● **Source passage**
+--
Welcome to Apple Lane Orchards—Julian’s only USDA approved wholesale apple cider processor and Southern California wholesale apple cider distributor. Apple Lane Orchards employees gather apples from many orchards, but all of their apples rival the very best apples grown anywhere. All apples are harvested from orchard trees, collected, cleaned, and stored, as if politely waiting their turn to be tasted—by you and me.
At the Apple Lane Orchards processing facility in the historic old-west town of Julian, California, the apples are painstakingly selected for a balance between sweetness and tartness. Apple Cider and juice makers often make their own recipe of cider, and true to form, Apple Lane Orchards blends different apples together to get the perfect combination—their own “SECRET” recipe.
Apple Lane Orchards usually works with a precise blend of six or more apple varieties. When it comes to the tart, Apple Lane Orchards uses primarily three tart apples in each production blend: Granny Smith, Pink Lady, and Braeburn. When it comes to the sweet, however, we have many choices subject to our available supply and our farm manager’s whim. Fuji, Gala, Johnny Gold, golden delicious, red delicious, Mutsu, Johnathan, and MacIntosh are all apples used in one or more of the Apple Lane Orchard’s Apple Cider blends.
+--
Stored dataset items
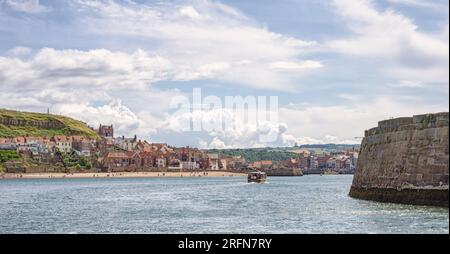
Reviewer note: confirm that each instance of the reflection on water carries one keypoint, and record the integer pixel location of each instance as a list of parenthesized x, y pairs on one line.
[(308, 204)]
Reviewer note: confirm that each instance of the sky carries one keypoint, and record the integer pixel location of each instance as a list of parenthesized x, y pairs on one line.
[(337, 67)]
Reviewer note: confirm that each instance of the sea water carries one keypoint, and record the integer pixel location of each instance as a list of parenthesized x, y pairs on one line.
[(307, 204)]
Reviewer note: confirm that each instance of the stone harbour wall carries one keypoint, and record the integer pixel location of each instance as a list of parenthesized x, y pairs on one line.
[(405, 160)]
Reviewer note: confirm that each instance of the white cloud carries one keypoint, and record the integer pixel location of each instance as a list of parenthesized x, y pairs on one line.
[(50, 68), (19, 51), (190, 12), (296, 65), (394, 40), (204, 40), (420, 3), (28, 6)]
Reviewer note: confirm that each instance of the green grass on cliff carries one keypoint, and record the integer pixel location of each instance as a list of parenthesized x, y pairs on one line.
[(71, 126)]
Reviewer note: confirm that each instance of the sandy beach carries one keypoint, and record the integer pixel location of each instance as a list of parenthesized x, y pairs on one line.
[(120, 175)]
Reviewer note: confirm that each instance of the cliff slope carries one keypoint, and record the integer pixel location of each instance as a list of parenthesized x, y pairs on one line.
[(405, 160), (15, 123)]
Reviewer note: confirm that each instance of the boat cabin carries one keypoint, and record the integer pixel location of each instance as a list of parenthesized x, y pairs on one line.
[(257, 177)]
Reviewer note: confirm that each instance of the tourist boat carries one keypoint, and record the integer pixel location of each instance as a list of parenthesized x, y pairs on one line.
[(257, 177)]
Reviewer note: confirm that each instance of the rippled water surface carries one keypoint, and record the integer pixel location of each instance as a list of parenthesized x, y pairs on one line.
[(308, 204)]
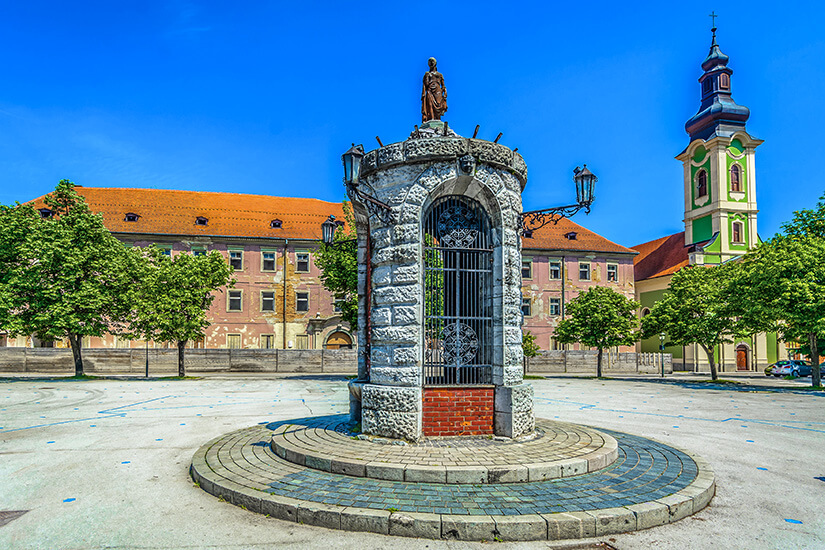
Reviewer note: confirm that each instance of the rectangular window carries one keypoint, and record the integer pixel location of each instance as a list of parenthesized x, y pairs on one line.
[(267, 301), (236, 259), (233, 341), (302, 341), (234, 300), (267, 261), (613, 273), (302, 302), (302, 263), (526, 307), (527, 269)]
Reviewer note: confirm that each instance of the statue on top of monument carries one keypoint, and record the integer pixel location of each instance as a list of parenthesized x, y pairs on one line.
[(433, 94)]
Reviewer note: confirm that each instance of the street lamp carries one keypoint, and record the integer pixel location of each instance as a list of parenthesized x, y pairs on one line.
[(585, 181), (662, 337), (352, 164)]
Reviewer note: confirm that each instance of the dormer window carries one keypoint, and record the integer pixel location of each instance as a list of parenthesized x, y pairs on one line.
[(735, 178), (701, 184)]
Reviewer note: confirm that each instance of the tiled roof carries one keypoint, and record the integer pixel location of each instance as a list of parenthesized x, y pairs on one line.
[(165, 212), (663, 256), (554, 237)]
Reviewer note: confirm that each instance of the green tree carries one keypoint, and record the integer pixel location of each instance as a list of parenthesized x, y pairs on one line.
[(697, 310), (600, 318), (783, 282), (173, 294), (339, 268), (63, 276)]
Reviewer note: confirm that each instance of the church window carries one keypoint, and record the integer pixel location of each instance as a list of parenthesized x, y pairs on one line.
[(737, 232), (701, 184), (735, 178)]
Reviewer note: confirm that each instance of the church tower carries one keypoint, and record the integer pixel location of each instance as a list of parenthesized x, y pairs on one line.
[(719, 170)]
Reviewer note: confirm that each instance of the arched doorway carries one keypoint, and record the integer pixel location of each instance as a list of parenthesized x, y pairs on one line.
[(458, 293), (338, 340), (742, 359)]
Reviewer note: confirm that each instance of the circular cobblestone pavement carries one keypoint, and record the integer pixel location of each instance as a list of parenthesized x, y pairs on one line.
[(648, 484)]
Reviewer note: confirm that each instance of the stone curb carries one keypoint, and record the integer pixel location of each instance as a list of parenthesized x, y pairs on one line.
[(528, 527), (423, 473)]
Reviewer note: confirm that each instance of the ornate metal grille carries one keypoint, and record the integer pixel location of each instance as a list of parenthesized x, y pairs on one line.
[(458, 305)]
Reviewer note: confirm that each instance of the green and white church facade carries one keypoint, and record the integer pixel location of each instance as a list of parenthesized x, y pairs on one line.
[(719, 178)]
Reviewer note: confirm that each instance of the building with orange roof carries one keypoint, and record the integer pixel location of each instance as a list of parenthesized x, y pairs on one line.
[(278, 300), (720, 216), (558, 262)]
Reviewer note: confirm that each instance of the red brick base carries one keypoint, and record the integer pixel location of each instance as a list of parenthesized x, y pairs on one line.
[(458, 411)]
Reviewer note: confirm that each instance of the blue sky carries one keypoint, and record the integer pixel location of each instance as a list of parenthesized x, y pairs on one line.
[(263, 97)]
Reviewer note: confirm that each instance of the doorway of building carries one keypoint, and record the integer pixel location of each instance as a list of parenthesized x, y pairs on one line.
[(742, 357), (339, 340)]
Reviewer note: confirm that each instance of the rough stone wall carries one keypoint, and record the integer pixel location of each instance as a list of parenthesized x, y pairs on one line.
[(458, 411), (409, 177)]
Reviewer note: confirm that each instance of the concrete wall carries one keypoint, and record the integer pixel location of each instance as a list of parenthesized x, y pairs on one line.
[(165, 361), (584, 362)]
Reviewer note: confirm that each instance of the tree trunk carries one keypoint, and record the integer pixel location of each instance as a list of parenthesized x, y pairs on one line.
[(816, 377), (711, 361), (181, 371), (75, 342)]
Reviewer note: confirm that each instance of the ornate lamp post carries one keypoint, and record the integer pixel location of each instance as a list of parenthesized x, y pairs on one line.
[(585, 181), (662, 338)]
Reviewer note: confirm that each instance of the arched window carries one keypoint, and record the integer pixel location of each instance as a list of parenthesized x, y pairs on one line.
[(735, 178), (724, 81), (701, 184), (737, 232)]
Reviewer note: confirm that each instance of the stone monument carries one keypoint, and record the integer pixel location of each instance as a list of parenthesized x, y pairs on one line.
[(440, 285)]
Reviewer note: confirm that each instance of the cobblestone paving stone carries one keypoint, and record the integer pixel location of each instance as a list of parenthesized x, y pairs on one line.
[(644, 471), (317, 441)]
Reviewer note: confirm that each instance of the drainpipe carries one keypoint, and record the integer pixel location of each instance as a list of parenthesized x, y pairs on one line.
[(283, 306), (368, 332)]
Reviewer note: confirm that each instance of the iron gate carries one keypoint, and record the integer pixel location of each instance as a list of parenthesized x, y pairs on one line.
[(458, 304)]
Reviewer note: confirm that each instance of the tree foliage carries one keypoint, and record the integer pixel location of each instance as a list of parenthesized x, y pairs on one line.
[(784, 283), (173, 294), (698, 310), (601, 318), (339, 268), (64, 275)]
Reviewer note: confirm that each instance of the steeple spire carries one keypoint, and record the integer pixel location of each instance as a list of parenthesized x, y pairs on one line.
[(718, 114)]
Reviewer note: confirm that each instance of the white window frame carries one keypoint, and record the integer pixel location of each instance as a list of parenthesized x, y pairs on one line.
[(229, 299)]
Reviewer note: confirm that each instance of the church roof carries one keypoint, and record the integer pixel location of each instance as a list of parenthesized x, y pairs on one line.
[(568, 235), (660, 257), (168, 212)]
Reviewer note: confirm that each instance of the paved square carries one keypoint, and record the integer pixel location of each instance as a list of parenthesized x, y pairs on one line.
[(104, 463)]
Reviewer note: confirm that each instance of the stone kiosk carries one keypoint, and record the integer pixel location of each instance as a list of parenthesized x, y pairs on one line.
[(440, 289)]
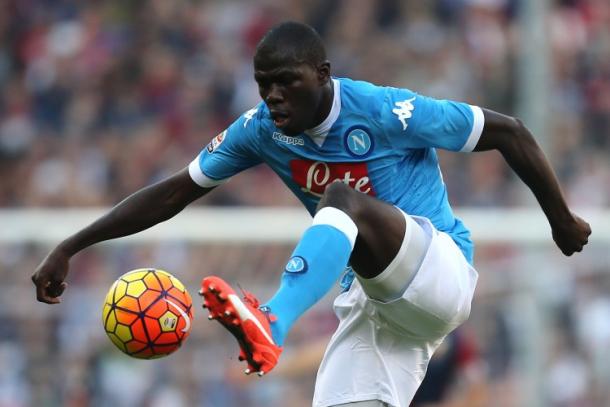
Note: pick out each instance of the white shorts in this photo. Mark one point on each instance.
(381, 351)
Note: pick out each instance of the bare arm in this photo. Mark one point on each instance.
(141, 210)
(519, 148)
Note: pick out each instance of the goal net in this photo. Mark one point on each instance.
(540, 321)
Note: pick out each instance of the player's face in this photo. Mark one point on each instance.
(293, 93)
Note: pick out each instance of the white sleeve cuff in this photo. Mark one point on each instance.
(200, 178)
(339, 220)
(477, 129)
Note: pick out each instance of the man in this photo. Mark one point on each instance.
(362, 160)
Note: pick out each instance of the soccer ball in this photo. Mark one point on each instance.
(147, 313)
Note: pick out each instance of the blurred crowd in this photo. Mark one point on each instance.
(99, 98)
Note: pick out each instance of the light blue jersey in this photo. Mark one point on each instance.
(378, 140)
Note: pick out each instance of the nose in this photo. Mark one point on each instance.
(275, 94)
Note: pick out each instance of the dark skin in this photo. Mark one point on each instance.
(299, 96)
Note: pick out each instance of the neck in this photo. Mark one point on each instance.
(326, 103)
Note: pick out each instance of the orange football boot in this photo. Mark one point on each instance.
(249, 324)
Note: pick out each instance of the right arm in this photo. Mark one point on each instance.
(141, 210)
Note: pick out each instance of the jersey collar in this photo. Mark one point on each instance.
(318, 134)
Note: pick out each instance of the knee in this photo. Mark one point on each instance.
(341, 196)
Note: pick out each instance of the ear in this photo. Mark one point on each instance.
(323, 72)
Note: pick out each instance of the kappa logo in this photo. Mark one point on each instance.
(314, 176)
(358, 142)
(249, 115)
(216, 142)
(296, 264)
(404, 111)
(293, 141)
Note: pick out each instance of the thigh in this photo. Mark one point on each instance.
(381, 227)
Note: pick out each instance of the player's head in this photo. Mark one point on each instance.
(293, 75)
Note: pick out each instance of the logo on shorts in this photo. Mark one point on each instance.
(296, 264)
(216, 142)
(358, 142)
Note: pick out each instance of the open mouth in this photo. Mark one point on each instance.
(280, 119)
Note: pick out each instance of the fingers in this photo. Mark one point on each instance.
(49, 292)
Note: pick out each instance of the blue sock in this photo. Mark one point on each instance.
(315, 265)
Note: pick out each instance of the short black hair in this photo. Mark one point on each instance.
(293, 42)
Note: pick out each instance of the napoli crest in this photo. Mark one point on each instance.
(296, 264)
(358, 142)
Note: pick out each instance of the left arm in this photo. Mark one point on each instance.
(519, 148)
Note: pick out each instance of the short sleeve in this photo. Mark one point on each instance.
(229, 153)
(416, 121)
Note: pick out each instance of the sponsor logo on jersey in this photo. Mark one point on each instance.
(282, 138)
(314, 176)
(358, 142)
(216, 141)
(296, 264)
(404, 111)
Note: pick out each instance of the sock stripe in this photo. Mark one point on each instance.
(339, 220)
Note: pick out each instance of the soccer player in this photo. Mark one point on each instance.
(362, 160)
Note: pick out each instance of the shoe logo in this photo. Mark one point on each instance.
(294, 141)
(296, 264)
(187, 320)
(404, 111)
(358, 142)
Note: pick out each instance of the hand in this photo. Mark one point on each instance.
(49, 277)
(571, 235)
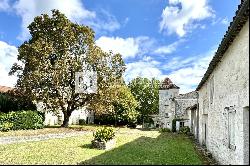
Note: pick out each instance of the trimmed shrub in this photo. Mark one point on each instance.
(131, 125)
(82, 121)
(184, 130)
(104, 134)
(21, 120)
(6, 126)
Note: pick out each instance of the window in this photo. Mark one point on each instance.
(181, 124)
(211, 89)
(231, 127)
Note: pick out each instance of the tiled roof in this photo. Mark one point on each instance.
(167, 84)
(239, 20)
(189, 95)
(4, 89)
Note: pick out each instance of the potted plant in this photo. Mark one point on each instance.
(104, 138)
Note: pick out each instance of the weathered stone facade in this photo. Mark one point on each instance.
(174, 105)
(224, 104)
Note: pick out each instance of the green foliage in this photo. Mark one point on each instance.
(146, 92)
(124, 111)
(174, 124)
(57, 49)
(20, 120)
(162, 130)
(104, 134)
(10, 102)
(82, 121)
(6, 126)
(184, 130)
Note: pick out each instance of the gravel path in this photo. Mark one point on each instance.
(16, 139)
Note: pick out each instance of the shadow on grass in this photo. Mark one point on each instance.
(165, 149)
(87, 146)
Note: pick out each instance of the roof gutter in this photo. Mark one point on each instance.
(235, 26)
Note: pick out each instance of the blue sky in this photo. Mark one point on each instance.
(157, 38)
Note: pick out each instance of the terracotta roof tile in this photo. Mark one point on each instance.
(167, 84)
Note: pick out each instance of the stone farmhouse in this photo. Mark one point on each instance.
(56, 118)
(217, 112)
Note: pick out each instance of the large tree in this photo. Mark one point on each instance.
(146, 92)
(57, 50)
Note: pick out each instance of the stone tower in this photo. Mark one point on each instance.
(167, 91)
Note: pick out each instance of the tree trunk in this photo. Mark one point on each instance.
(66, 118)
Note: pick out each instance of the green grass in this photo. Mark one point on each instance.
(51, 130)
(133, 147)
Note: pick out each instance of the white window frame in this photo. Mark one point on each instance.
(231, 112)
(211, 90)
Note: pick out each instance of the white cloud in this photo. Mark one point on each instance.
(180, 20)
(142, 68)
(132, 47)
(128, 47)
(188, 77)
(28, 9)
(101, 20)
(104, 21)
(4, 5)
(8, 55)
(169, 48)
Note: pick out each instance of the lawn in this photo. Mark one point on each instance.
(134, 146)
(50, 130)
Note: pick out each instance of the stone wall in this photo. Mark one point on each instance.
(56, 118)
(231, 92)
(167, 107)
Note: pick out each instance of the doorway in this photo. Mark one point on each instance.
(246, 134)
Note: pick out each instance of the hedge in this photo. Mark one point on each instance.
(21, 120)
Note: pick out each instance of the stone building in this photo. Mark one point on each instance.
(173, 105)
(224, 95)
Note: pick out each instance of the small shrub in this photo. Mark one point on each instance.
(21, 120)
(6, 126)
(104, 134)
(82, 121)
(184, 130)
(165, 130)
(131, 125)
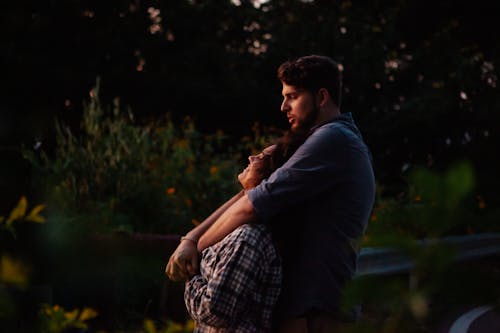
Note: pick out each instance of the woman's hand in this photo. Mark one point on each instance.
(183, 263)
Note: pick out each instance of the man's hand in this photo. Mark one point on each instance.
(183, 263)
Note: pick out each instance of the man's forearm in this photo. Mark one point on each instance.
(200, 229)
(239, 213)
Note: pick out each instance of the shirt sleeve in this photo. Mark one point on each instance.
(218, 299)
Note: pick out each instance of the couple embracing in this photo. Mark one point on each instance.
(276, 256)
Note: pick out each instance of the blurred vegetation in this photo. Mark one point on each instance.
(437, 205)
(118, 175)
+--
● **Required work**
Reproduce the Apple Lane Orchards passage above word for word, in full.

● **Your response**
Welcome to Apple Lane Orchards—Julian’s only USDA approved wholesale apple cider processor and Southern California wholesale apple cider distributor. Apple Lane Orchards employees gather apples from many orchards, but all of their apples rival the very best apples grown anywhere. All apples are harvested from orchard trees, collected, cleaned, and stored, as if politely waiting their turn to be tasted—by you and me.
At the Apple Lane Orchards processing facility in the historic old-west town of Julian, California, the apples are painstakingly selected for a balance between sweetness and tartness. Apple Cider and juice makers often make their own recipe of cider, and true to form, Apple Lane Orchards blends different apples together to get the perfect combination—their own “SECRET” recipe.
Apple Lane Orchards usually works with a precise blend of six or more apple varieties. When it comes to the tart, Apple Lane Orchards uses primarily three tart apples in each production blend: Granny Smith, Pink Lady, and Braeburn. When it comes to the sweet, however, we have many choices subject to our available supply and our farm manager’s whim. Fuji, Gala, Johnny Gold, golden delicious, red delicious, Mutsu, Johnathan, and MacIntosh are all apples used in one or more of the Apple Lane Orchard’s Apple Cider blends.